Profiling

The Profile module provides tools to help developers improve the performance of their code. When used, it takes measurements on running code, and produces output that helps you understand how much time is spent on individual line(s). The most common usage is to identify “bottlenecks” as targets for optimization.

Profile implements what is known as a “sampling” or statistical profiler. It works by periodically taking a backtrace during the execution of any task. Each backtrace captures the currently-running function and line number, plus the complete chain of function calls that led to this line, and hence is a “snapshot” of the current state of execution.

If much of your run time is spent executing a particular line of code, this line will show up frequently in the set of all backtraces. In other words, the “cost” of a given line—or really, the cost of the sequence of function calls up to and including this line—is proportional to how often it appears in the set of all backtraces.

A sampling profiler does not provide complete line-by-line coverage, because the backtraces occur at intervals (by default, 1 ms on Unix systems and 10 ms on Windows, although the actual scheduling is subject to operating system load). Moreover, as discussed further below, because samples are collected at a sparse subset of all execution points, the data collected by a sampling profiler is subject to statistical noise.

Despite these limitations, sampling profilers have substantial strengths:

  • You do not have to make any modifications to your code to take timing measurements (in contrast to the alternative instrumenting profiler).
  • It can profile into Julia’s core code and even (optionally) into C and Fortran libraries.
  • By running “infrequently” there is very little performance overhead; while profiling, your code can run at nearly native speed.

For these reasons, it’s recommended that you try using the built-in sampling profiler before considering any alternatives.

Basic usage

Let’s work with a simple test case:

function myfunc()
    A = rand(100, 100, 200)
    maximum(A)
end

It’s a good idea to first run the code you intend to profile at least once (unless you want to profile Julia’s JIT-compiler):

julia> myfunc()  # run once to force compilation

Now we’re ready to profile this function:

julia> @profile myfunc()

To see the profiling results, there is a graphical browser available, but here we’ll use the text-based display that comes with the standard library:

julia> Profile.print()

__TASK DETAILS__
Extend the profiling guide above, picking up right after its final line, "julia> Profile.print()".

__INFORMATION SHOWN__

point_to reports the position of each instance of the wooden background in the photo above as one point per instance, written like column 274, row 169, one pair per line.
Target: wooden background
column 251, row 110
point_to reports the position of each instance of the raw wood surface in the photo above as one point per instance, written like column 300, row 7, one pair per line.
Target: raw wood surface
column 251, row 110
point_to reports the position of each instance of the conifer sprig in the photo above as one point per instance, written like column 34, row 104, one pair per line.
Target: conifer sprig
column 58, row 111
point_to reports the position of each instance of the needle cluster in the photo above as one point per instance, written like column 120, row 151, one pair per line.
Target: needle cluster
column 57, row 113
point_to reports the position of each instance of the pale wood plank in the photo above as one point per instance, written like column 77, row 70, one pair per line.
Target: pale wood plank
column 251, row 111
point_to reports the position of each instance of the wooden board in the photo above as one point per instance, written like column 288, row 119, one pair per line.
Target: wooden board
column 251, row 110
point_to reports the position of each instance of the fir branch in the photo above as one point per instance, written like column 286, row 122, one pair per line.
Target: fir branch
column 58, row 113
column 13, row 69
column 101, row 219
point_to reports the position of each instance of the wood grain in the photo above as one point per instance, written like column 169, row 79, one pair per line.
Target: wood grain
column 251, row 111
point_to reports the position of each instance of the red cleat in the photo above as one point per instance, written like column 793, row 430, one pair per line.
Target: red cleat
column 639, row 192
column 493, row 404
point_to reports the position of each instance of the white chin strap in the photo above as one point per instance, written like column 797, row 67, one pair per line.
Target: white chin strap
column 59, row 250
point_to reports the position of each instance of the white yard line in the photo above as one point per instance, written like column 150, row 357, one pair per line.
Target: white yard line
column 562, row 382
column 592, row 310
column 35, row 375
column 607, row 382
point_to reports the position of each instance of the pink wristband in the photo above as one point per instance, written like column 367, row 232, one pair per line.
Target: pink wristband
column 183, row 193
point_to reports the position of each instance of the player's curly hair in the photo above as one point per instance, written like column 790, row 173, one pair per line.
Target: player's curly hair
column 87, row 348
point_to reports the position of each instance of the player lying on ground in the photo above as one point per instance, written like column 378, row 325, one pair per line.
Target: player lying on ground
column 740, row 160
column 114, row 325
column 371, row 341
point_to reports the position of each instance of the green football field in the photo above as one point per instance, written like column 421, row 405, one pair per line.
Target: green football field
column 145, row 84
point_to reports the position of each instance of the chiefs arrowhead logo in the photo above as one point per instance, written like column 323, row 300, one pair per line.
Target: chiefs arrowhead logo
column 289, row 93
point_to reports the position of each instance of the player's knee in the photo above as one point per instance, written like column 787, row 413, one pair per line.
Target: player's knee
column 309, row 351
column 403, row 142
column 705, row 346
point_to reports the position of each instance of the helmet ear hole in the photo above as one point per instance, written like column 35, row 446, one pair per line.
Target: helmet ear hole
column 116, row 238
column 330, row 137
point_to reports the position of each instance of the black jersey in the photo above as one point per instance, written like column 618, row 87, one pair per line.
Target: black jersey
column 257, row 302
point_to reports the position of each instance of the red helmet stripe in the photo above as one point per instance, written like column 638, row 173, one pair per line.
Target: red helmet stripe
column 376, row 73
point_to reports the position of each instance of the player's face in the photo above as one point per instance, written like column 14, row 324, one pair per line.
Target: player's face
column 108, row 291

__RESULT OF THE TASK__
      23 client.jl; _start; line: 373
        23 client.jl; run_repl; line: 166
           23 client.jl; eval_user_input; line: 91
              23 profile.jl; anonymous; line: 14
                 8  none; myfunc; line: 2
                  8 dSFMT.jl; dsfmt_gv_fill_array_close_open!; line: 128
                 15 none; myfunc; line: 3
                  2  reduce.jl; max; line: 35
                  2  reduce.jl; max; line: 36
                  11 reduce.jl; max; line: 37

Each line of this display represents a particular spot (line number) in the code. Indentation is used to indicate the nested sequence of function calls, with more-indented lines being deeper in the sequence of calls. In each line, the first “field” indicates the number of backtraces (samples) taken at this line or in any functions executed by this line. The second field is the file name, followed by a semicolon; the third is the function name followed by a semicolon, and the fourth is the line number. Note that the specific line numbers may change as Julia’s code changes; if you want to follow along, it’s best to run this example yourself.

In this example, we can see that the top level is client.jl‘s _start function. This is the first Julia function that gets called when you launch Julia. If you examine line 373 of client.jl, you’ll see that (at the time of this writing) it calls run_repl(), mentioned on the second line. This in turn calls eval_user_input(). These are the functions in client.jl that interpret what you type at the REPL, and since we’re working interactively these functions were invoked when we entered @profile myfunc(). The next line reflects actions taken in the @profile macro.

The first line shows that 23 backtraces were taken at line 373 of client.jl, but it’s not that this line was “expensive” on its own: the second line reveals that all 23 of these backtraces were actually triggered inside its call to run_repl, and so on. To find out which operations are actually taking the time, we need to look deeper in the call chain.

The first “important” line in this output is this one:

8  none; myfunc; line: 2

none refers to the fact that we defined myfunc in the REPL, rather than putting it in a file; if we had used a file, this would show the file name. Line 2 of myfunc() contains the call to rand, and there were 8 (out of 23) backtraces that occurred at this line. Below that, you can see a call to dsfmt_gv_fill_array_close_open!() inside dSFMT.jl. You might be surprised not to see the rand function listed explicitly: that’s because rand is inlined, and hence doesn’t appear in the backtraces.

A little further down, you see:

15 none; myfunc; line: 3

Line 3 of myfunc contains the call to max, and there were 15 (out of 23) backtraces taken here. Below that, you can see the specific places in base/reduce.jl that carry out the time-consuming operations in the max function for this type of input data.

Overall, we can tentatively conclude that finding the maximum element is approximately twice as expensive as generating the random numbers. We could increase our confidence in this result by collecting more samples:

julia> @profile (for i = 1:100; myfunc(); end)

julia> Profile.print()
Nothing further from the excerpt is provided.